• [Work instructions]
- A) From the passage about Ms. Parsons below, reproduce the text starting with "There we stood, surrounded" and going on through "Ralph’s childish speech.".
- B) How would you render this sentence from the passage about Ms. Parsons in Spanish: "She showed me a picture of a black and white cat named Socks, of whom she had only a few hazy memories."
- C) In the passage about Ms. Parsons, how much older than the narrator is Ralph?

There we stood, surrounded by so many things held precious by Ms. Parsons—things like picture albums, quilts made by family long passed, and cherished childhood art projects—as Ms. Parsons lovingly told me story after story about the people in the sometimes-faded pictures. She showed me some of Ralph’s baby pictures, one in particular included the hands and knees of Ralph’s father, whose face and name remain a mystery to me. Ralph, at least ten years my senior, looked up from his search for a moment to blush and shake his head good-naturedly as his mom told me about the cute things he did as a toddler; the picture had faded with age, but the memory was as crisp as it ever was as Ms. Parsons, smiling, impersonated Ralph’s childish speech.

She showed me a picture of a black and white cat named Socks, of whom she had only a few hazy memories. She showed me pictures of first homes and first cars, both the ones bought before and after everything changed. Ms. Parsons showed me a picture of her father and talked for a moment about the way he’d enter the house after work and what his favorite meal was. Ms. Parsons told me all about her mother with an appreciation honed over decades of missing her. “She was a good Christian lady, I know where she is,” Ms. Parsons insisted with the same gravity as any preacher’s prayer: “acknowledge your servant, a sheep of your own fold.”

Finally sensing that it would be okay to ask, I continued my earlier question: “Why can’t you keep these with you?”

• [Records supplied]
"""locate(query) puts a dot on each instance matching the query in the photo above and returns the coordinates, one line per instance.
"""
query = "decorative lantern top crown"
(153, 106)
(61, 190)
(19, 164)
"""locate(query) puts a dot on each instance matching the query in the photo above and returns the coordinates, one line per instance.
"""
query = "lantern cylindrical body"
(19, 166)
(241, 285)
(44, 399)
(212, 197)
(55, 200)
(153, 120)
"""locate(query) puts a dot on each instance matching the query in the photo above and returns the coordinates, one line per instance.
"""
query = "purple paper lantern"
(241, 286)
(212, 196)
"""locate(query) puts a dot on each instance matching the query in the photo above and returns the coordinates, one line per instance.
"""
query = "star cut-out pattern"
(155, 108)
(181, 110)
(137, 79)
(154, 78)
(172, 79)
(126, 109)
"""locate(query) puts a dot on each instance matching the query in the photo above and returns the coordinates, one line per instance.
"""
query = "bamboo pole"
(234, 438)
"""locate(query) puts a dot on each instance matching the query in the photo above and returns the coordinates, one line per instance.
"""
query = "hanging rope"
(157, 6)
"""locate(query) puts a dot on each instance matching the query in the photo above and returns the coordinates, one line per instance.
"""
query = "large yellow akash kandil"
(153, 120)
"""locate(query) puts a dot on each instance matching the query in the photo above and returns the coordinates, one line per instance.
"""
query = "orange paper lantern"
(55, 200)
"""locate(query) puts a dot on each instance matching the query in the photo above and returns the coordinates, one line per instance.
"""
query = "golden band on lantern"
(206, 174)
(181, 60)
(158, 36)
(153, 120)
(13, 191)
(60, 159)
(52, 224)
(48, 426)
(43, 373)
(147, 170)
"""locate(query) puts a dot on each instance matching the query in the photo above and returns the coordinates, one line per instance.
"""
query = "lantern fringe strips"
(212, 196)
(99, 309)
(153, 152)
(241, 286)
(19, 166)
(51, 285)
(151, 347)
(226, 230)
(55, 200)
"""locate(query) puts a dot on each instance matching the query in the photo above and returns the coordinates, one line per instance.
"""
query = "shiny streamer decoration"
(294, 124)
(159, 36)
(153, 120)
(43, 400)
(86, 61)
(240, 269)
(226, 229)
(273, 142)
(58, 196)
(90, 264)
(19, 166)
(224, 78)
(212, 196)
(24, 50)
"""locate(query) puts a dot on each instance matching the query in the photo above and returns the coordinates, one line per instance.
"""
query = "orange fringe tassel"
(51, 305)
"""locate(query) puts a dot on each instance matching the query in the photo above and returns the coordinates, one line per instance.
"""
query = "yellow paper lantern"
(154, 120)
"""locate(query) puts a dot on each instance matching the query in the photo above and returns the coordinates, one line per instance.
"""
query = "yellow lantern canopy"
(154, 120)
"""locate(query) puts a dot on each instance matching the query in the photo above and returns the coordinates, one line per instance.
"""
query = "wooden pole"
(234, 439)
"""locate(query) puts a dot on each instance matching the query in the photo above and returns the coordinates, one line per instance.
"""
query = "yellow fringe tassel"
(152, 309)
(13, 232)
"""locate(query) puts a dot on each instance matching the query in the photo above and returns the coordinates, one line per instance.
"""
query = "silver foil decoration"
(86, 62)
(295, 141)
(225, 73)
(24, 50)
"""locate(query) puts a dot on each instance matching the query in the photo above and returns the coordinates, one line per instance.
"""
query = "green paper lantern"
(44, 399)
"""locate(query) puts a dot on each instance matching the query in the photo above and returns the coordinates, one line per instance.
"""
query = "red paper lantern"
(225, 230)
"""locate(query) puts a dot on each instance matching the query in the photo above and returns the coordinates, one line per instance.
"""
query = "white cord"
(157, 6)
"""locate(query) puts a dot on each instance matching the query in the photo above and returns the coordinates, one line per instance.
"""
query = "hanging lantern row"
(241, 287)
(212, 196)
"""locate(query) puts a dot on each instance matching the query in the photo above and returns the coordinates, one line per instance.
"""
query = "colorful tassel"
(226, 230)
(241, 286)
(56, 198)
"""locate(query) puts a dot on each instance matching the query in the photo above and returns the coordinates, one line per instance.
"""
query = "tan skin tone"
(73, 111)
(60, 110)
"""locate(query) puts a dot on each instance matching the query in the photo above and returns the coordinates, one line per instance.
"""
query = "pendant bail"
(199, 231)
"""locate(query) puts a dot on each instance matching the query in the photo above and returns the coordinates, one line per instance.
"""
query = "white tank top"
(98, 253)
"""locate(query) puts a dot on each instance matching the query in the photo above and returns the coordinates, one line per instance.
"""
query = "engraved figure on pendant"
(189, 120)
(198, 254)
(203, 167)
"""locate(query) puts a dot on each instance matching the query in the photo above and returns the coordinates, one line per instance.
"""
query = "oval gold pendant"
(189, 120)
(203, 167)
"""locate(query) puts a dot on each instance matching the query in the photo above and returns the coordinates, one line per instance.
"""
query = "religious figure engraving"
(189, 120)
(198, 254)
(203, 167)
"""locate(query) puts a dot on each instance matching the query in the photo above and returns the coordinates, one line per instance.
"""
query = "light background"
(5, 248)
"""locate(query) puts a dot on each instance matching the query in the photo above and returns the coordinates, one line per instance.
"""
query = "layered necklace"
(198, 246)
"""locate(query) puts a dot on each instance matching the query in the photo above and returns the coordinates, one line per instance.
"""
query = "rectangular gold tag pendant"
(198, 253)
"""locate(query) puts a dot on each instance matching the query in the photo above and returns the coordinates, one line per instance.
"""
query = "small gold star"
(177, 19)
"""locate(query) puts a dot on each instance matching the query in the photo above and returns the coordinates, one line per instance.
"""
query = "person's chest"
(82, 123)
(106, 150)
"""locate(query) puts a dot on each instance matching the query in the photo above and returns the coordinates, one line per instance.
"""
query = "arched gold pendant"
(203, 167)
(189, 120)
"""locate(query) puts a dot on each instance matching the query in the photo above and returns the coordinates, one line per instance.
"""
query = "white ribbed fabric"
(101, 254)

• [Answers in order]
- A)
There we stood, surrounded by so many things held precious by Ms. Parsons—things like picture albums, quilts made by family long passed, and cherished childhood art projects—as Ms. Parsons lovingly told me story after story about the people in the sometimes-faded pictures. She showed me some of Ralph’s baby pictures, one in particular included the hands and knees of Ralph’s father, whose face and name remain a mystery to me. Ralph, at least ten years my senior, looked up from his search for a moment to blush and shake his head good-naturedly as his mom told me about the cute things he did as a toddler; the picture had faded with age, but the memory was as crisp as it ever was as Ms. Parsons, smiling, impersonated Ralph’s childish speech.

- B) Me mostró una foto de un gato blanco y negro llamado Socks, del que solo tenía unos pocos recuerdos borrosos.

- C) At least ten years older.